▶ _WHAT IS NEEDED_
Please reproduce the material below, beginning at the line that contains "As a warehouse robot's perception module, locate overcast" and stopping at the end of the material, with the requests kept as they are. In the answers, multiply every bounding box coordinate by 1.45 and round it to a whole number, rounding halves up, and give back only those lines.

-- Begin --

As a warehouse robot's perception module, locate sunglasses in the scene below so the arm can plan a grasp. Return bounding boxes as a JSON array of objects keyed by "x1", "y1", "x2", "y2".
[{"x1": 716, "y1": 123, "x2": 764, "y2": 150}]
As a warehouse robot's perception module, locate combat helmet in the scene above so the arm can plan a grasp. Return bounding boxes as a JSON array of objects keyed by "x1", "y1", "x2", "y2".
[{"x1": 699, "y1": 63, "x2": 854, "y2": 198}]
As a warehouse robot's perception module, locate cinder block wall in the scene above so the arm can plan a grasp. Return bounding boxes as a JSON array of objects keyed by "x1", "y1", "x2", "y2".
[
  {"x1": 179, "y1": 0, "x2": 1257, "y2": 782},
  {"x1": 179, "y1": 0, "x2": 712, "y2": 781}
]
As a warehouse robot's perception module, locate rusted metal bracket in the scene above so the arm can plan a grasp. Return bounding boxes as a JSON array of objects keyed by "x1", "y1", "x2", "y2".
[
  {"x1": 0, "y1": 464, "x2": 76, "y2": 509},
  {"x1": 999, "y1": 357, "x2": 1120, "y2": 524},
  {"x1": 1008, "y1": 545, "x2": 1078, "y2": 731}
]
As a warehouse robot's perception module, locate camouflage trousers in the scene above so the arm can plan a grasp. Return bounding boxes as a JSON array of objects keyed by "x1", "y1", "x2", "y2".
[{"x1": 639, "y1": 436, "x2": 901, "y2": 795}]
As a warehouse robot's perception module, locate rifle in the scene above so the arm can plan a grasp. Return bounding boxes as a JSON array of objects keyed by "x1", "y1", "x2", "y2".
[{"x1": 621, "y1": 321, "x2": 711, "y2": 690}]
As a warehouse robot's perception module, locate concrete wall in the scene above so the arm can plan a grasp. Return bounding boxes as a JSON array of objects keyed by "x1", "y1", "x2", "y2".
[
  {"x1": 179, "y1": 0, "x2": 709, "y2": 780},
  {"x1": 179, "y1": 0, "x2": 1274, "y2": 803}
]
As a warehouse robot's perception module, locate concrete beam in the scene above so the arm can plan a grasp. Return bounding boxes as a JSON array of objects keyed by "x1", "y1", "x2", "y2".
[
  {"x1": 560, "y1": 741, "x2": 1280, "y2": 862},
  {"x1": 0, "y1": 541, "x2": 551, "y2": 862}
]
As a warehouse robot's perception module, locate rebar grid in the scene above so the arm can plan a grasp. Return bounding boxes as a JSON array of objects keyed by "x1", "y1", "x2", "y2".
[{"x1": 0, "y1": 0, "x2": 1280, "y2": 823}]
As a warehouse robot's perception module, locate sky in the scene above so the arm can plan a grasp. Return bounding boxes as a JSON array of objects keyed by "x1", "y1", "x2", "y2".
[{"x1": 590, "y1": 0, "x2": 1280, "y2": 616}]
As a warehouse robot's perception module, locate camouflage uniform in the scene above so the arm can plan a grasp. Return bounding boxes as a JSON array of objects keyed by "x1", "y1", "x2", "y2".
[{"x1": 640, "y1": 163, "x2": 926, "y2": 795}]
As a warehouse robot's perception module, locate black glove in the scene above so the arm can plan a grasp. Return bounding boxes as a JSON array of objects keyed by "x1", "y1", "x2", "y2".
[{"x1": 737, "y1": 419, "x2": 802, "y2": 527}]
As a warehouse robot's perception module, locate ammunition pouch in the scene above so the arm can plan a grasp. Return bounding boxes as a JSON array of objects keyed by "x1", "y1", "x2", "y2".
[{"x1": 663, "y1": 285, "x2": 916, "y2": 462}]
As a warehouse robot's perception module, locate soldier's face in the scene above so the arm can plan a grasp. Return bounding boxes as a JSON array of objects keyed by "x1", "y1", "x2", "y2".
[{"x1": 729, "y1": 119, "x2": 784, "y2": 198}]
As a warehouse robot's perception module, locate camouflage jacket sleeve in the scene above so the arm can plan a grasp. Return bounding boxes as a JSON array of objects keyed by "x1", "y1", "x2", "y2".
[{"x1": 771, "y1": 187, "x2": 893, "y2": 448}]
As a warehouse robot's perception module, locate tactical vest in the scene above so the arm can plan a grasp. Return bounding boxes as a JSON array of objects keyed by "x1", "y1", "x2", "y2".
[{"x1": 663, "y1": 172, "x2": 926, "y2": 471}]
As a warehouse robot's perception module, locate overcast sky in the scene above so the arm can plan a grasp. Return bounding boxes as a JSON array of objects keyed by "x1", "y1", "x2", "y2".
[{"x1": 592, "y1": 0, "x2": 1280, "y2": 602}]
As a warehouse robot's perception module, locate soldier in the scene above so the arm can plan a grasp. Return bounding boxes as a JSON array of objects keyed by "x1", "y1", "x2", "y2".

-- End --

▶ _TASK RESULT_
As a warehouse robot's perception module, locate overcast sky in the scene above so the arm can plan a grasp. Return bounding boxes as a JSON array of objects keyed by "x1", "y1", "x2", "y2".
[{"x1": 858, "y1": 0, "x2": 1856, "y2": 873}]
As a warehouse robot's perception module, locate soldier in the scene above so the arm can plan a grasp. Return bounding boxes as a JSON array of objects keyed by "x1", "y1", "x2", "y2".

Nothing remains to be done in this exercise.